### Task brief
Rewrite every entry, substituting "marker" for each occurrence of "keypoint" and leaving all other text unchanged.

— Start of Source records —

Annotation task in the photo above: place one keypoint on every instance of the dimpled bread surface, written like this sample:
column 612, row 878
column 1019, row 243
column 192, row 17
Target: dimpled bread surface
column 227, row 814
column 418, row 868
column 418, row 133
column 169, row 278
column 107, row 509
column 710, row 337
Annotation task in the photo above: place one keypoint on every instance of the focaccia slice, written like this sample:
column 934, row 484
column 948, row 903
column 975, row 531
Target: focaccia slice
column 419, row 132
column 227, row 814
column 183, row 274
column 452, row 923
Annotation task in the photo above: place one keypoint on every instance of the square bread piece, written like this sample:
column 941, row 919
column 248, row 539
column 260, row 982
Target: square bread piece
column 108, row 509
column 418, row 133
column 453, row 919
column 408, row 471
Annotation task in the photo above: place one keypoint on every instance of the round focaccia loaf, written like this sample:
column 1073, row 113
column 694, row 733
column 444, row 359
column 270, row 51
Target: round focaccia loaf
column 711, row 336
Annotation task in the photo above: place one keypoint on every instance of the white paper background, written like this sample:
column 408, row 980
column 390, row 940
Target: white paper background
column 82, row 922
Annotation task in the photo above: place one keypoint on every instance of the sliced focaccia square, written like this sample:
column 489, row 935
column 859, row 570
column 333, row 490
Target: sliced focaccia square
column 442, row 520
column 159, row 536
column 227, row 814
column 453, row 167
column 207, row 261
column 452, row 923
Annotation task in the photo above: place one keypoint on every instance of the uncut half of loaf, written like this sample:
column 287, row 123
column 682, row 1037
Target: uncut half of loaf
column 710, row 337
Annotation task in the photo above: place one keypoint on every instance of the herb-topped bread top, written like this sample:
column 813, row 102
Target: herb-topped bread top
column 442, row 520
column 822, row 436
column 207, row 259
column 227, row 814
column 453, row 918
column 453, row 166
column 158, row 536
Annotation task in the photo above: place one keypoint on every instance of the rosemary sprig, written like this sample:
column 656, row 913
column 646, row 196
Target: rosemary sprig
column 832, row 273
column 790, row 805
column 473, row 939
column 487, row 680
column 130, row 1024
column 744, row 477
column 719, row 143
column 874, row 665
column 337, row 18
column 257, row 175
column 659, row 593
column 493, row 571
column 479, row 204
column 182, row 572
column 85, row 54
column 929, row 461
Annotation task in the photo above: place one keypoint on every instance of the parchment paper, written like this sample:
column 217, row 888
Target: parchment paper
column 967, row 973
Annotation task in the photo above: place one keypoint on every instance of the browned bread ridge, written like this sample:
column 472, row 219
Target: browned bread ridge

— End of Source records —

### Expected output
Annotation task in the photo above: place one marker on every instance of the dimpled bread surface, written like this sample:
column 612, row 878
column 1019, row 243
column 192, row 17
Target: dimpled bread surface
column 227, row 814
column 418, row 868
column 418, row 133
column 169, row 278
column 107, row 509
column 710, row 337
Annotation task in the photo above: place one marker on every instance of the focaccia slice, written like this sample:
column 934, row 484
column 948, row 903
column 975, row 531
Target: focaccia slice
column 419, row 132
column 227, row 814
column 183, row 274
column 452, row 923
Annotation task in the photo above: place one marker on every instance of the square bread piece, written like this sample:
column 941, row 919
column 248, row 539
column 260, row 982
Target: square bread piece
column 108, row 509
column 418, row 133
column 453, row 919
column 408, row 471
Annotation task in the photo above: place one marker on every instance of the round focaccia loaf, written like this sample:
column 1073, row 113
column 694, row 733
column 444, row 359
column 270, row 51
Target: round focaccia loaf
column 711, row 336
Annotation task in the photo above: place one marker on every instance of the white paper background, written like this sample:
column 408, row 980
column 390, row 940
Target: white paper background
column 82, row 922
Annotation task in the photo above: place one marker on every instance of the sliced focaccia square, written like this sample:
column 489, row 935
column 859, row 570
column 333, row 490
Target: sliced focaccia square
column 442, row 520
column 159, row 536
column 227, row 814
column 453, row 167
column 207, row 261
column 452, row 923
Annotation task in the photo above: place one marker on every instance of the uncut half of loaf, written like this sample:
column 287, row 123
column 682, row 1037
Target: uncut half of loaf
column 710, row 337
Annotation task in the photo above: place one marker on every instance of the herb-topped bread top, written like this sample:
column 813, row 102
Target: herb-topped bread top
column 442, row 520
column 822, row 436
column 207, row 259
column 227, row 814
column 453, row 918
column 453, row 166
column 158, row 536
Annotation task in the photo above: place one marker on every instance of the rosemary sprig, written like this sample:
column 656, row 913
column 646, row 196
Target: rosemary sprig
column 832, row 273
column 790, row 805
column 473, row 939
column 487, row 680
column 130, row 1024
column 744, row 477
column 719, row 143
column 874, row 665
column 337, row 18
column 257, row 175
column 659, row 593
column 493, row 571
column 479, row 204
column 182, row 572
column 85, row 54
column 929, row 461
Annotation task in the photo above: place one marker on every instance of the parchment paper, written like this sample:
column 217, row 888
Target: parchment paper
column 967, row 973
Annotation task in the photo above: place one marker on every instance of the browned bread ridge, written like this sample:
column 472, row 219
Target: browned bread ridge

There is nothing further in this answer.